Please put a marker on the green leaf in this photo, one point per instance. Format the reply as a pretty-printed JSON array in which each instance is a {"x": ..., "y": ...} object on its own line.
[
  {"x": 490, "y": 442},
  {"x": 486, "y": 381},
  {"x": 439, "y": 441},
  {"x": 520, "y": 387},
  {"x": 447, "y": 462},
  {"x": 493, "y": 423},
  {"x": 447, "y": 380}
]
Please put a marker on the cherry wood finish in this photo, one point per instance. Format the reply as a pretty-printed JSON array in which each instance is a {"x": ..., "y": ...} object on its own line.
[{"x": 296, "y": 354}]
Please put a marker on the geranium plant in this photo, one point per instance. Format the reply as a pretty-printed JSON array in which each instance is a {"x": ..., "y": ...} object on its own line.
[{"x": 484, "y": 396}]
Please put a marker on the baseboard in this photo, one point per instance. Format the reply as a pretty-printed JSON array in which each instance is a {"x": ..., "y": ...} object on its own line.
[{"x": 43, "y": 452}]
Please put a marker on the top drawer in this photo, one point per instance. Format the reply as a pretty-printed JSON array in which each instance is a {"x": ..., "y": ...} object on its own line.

What is being asked = Rewrite every one of the records above as a numbered list, with blank lines omitted.

Result of the exercise =
1. Please put a marker on the green leaf in this photo, one point per instance. Format the reply as a pretty-printed JSON array in which each instance is a {"x": ..., "y": ...} object on its own line.
2. [
3.   {"x": 490, "y": 442},
4.   {"x": 486, "y": 381},
5.   {"x": 439, "y": 441},
6.   {"x": 520, "y": 387},
7.   {"x": 447, "y": 462},
8.   {"x": 493, "y": 423},
9.   {"x": 447, "y": 380}
10. ]
11. Please put a marker on the cherry wood finish in this photo, one point per instance. Format the reply as a pretty-printed JSON array in which each instance is a {"x": ..., "y": ...} object on its own line.
12. [{"x": 296, "y": 354}]
13. Please put a marker on the geranium plant in this photo, one point per instance. Format the reply as a pretty-printed JSON array in which each instance is a {"x": ..., "y": ...} object on its own line.
14. [{"x": 484, "y": 396}]
15. Please put a marker on the baseboard in this photo, one point per instance. Format the reply as a pretty-printed JSON array in which each instance is a {"x": ..., "y": ...} object on its own line.
16. [{"x": 43, "y": 452}]
17. Please put a marker on the top drawer in this photo, one point per instance. Format the reply as a pretty-printed JSON array in which each instance is a {"x": ..., "y": ...} object on its own line.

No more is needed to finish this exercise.